◆ WHAT THE EXERCISE ASKS ◆
Continue the passage below on Garnerin's parachute descent and George I's coronation from its final sentence.

----- PASSAGE PROVIDED

It was on Sunday 22nd October 1797 that André-Jacques Garnerin carried out the first known parachute descent with a silk parachute at Parc Monceau, Paris.  Before he began his ascent the parachute resembled a closed umbrella with a pole running down its centre with a rope running through a tube in the pole that connected it to the balloon.  He rode in a basket attached to the bottom of the parachute.

At a height of around 3,000 feet (1,000 m), he cut the rope that connected his parachute to the balloon. The balloon continued its flight skyward while Garnerin, with his basket and parachute, went in the opposite direction!   As it fell the basket swung violently.  Then it landed – bumping and scraping as it did.  Then the basket stopped and out climbed Andre-Jacques Garnerin – the first man to descend safely and climb out uninjured!

This was just a beginning and Garnerin went on to stage regular tests and demonstrations at Parc Monceau in Paris. In 1798 he announced that his next flight would include a woman as a passenger. Although the public and press were in favour, he was forced to appear in front of officials of the Central Bureau of Police to justify his project.  They were concerned about the effect that reduced air pressure might have on the organs of the delicate female body and loss of consciousness, plus the moral implications of flying in such close proximity.

However – after further consultation with both the Minister of the Interior and the Minister of the Police – the injunction was overturned on the grounds that “there was no more scandal in seeing two people of different sexes ascend in a balloon than it is to see them jump into a carriage.” They also agreed that the decision of the woman showed proof of her confidence in the experiment and a degree of personal intrepidity.

We’ll come back to the result of that next year!

A king that changed England

Anne became Queen of England on Wednesday 8th March 1702 and, on Sunday 1st May 1707, under the Acts of Union, two of her realms, the kingdoms of England and Scotland, united as a single sovereign state known as Great Britain.  Seven years later, on Wednesday 1st August 1714, she died in Kensington Palace in London.

Let us roll forward now to Saturday 20st October 1714.  By the terms of the Act of Settlement, at her death Queen Anne, who had no surviving children, was to be succeeded by her second cousin; George, Elector of Hanover who was to be crowned King George I on this day in Westminster Abbey.  However, the service was less than smooth!

George could not speak much English so the ceremonies had to be conducted mostly in Latin as his ministers could speak no German!

----------
----- SOURCE MATERIAL

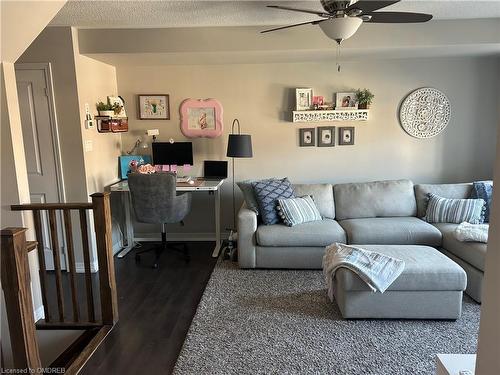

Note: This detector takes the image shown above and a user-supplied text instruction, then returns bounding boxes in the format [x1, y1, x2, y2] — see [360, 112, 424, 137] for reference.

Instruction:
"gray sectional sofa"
[238, 180, 486, 302]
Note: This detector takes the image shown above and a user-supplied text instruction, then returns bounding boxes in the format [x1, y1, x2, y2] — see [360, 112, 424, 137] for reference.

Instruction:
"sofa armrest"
[238, 205, 257, 268]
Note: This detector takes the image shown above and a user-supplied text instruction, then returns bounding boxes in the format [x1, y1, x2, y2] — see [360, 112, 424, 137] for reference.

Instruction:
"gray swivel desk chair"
[128, 173, 191, 268]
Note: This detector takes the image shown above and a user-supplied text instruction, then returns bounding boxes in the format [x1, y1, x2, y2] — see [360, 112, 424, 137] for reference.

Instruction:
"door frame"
[14, 62, 69, 270]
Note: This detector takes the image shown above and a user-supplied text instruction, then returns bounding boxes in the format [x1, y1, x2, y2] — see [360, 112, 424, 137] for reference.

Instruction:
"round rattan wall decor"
[399, 87, 451, 139]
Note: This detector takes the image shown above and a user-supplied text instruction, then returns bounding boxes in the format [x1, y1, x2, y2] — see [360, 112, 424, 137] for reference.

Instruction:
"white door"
[15, 64, 66, 270]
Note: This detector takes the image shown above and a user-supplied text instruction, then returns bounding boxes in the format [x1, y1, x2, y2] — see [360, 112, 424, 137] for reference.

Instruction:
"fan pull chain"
[336, 43, 341, 73]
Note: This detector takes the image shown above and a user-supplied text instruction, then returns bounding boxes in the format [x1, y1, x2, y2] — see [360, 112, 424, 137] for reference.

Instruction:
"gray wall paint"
[117, 58, 499, 233]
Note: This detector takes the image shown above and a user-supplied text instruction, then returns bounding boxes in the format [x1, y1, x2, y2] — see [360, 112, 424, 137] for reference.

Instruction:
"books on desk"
[177, 176, 195, 184]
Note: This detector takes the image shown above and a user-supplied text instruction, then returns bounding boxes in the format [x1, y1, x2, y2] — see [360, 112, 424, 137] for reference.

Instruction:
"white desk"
[109, 180, 224, 258]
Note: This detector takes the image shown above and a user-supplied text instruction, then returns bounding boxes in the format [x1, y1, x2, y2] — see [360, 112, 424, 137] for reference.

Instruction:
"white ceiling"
[51, 0, 500, 28]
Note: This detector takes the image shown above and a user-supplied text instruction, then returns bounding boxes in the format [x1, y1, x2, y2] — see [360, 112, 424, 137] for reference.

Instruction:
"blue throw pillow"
[424, 193, 485, 224]
[470, 181, 493, 223]
[252, 177, 294, 225]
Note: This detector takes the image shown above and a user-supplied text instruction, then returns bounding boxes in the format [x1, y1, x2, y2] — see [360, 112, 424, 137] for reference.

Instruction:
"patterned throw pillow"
[425, 193, 485, 224]
[278, 195, 321, 227]
[470, 181, 493, 223]
[252, 177, 294, 225]
[236, 180, 259, 215]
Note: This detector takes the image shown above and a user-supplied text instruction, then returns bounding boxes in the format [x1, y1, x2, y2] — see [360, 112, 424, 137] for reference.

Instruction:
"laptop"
[203, 160, 227, 180]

----------

◆ OUTPUT OF THE TASK ◆
He was also not a choice of most people in the country and, on the Coronation day, banners mocking the new king were displayed throughout the country. When loyalists celebrated the Coronation they were disrupted by rioters in over twenty towns in the south and west of England. In addition to this, the Tory aristocrats and gentry absented themselves from the Coronation, and in some towns they arrived with their supporters to disrupt the Hanoverian proceedings.

Things were happening across parts of Britain on the night before the coronation.

In Taunton one Francis Sherry said that “on the morrow we must take up Arms against the King”.

In Birmingham a local rioter, John Hargrave, said they must “pull down this King and Sett up a King of our own”.

In Dorchester rioters attempted to rescue an effigy of the Catholic James Stuart, who had a strong claim to the throne, that was to be burnt by Dissenters and asked: “Who dares disown the Pretender?”.

The Anglican clergy mainly kept a low profile but at Newton Abbot the minister removed the bell-clappers so that the bells could not be rung in celebration of the Coronation.  All in all it was a very unusual Coronation.

During George’s reign however, the powers of the monarchy diminished and Britain began a transition to the modern system of cabinet government led by a prime minister. Towards the end of his reign, actual political power was held by Robert Walpole, now recognised as Britain’s first de facto prime minister.

George died of a stroke on a trip to his native Hanover, where he was buried.

1920s music and some rather good performers

Paul Samuel Whiteman was an American composer, orchestral director and violinist as well as being the leader of one of the most popular dance bands in the United States during the 1920s and 1930s.  Bing Crosby and Al Rinker had been together in a Jazz band in Spokane, Washington while in college. However, the band was so popular that the two dropped out of college and drove Rinker’s Model T to Los Angeles where Rinker’s sister, Mildred Bailey, who was a Jazz singer, was working. Shortly after their arrival in Los Angeles they landed a gig on the vaudeville circuit, as a vocal act. Some members of Paul Whiteman’s Orchestra caught their act and recommended them to Whiteman. Nothing appears to have happened.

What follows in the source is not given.